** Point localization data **

—————

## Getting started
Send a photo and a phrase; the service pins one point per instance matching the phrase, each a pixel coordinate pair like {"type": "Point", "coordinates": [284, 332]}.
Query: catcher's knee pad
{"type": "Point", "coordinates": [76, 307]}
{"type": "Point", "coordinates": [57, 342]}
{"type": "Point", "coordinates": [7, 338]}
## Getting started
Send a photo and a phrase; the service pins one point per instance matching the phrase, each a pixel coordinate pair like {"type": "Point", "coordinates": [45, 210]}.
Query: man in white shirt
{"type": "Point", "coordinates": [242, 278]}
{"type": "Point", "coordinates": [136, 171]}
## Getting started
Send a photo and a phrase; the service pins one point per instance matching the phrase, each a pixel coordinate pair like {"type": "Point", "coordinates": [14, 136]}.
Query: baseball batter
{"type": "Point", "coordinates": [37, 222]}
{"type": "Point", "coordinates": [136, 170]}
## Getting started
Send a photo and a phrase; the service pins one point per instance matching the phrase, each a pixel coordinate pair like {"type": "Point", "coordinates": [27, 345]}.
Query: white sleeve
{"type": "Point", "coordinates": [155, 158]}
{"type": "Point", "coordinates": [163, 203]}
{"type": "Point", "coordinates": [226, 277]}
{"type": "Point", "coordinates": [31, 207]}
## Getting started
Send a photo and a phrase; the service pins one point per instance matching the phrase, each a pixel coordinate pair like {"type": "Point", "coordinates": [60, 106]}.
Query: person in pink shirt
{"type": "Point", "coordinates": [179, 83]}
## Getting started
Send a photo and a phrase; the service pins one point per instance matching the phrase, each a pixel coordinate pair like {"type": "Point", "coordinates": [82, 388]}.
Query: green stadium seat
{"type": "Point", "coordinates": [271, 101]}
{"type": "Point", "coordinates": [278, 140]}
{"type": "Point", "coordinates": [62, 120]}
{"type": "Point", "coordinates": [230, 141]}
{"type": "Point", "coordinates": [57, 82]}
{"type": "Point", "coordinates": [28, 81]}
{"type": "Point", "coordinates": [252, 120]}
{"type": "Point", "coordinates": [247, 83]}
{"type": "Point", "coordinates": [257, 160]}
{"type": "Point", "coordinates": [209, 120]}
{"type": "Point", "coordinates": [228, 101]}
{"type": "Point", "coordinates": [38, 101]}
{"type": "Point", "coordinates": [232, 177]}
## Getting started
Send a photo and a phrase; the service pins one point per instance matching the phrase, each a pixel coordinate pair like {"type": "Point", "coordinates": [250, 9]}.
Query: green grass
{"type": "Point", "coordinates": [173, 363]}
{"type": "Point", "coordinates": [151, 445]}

—————

** INSTRUCTIONS TO FOLLOW **
Please give the number of lines in the data above that contain the word "matching", with nothing else.

** TASK OUTPUT **
7